■ TASK STATEMENT
Below are the records. Reproduce the line that contains "Keypoints: one point per instance, placed on the red wrapped" and every line after it to the end, exactly and alone.

Stored data entries
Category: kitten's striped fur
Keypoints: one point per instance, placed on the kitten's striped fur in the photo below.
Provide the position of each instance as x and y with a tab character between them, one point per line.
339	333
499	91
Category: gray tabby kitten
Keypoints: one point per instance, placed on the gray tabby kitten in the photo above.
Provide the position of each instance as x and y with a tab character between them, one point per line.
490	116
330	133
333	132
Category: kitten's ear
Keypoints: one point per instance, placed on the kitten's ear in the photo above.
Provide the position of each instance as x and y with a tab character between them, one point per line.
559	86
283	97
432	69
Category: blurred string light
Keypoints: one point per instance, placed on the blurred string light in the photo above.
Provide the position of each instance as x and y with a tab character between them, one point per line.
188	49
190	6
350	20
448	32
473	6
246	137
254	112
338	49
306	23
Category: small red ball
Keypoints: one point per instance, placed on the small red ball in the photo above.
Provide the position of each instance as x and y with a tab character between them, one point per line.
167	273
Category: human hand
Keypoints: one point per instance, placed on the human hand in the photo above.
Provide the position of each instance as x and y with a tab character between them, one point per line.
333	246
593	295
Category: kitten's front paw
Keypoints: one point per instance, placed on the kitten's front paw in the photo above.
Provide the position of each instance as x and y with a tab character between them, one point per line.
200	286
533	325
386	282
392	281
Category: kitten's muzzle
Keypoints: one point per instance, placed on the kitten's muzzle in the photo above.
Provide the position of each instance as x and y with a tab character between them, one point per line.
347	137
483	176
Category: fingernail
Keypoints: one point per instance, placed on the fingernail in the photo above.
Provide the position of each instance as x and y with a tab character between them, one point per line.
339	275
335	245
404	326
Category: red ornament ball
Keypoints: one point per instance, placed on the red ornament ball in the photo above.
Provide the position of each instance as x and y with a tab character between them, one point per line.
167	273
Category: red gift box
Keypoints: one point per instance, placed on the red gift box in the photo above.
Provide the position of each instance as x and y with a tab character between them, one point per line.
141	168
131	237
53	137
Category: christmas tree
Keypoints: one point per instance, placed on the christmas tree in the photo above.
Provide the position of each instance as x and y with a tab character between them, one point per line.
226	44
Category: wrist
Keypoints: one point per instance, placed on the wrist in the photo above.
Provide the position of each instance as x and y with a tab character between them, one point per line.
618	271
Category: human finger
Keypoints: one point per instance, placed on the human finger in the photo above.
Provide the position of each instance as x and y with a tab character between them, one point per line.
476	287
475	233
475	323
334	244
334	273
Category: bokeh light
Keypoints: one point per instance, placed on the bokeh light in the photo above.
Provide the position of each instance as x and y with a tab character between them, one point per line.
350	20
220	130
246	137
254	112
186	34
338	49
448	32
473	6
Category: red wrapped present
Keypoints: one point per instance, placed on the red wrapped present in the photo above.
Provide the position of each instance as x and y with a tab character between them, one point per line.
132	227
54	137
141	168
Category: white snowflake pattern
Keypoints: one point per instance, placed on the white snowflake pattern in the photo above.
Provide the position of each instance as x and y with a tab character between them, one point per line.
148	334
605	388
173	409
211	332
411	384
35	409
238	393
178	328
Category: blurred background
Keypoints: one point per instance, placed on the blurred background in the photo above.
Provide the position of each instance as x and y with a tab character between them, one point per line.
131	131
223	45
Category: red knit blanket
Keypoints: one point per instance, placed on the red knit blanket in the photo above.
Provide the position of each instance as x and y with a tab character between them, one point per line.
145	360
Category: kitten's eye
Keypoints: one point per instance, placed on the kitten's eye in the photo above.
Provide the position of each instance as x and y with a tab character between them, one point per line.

■ RESPONSE
Keypoints: one point per instance, placed on the red wrapped present in the photo above.
Provide the position of each instance as x and y with a tab character between them, one point per line.
132	227
54	137
141	168
Category: white snowflake pattern
Keypoints: one point per instance, placed on the white snowflake pattern in the photo above.
Provide the position of each instance as x and y with a tab character between them, one point per line.
148	334
605	388
173	409
211	332
411	384
35	409
238	393
178	328
Category: blurred background
Keypoints: one point per instance, placed on the blurred background in the photo above.
Provide the position of each instance as x and y with a tab character between them, one point per line.
131	131
223	45
Category: red knit blanket
Keypoints: one point per instance, placed on the red knit blanket in the photo above.
Provide the position of each instance as x and y with a tab character between them, one point per line.
145	360
Category: kitten's eye
Keypoints: one point per instance, placed on the kitten's eye in the photo above.
Provide the position of each instance as x and y with a tab character between them, one point per line.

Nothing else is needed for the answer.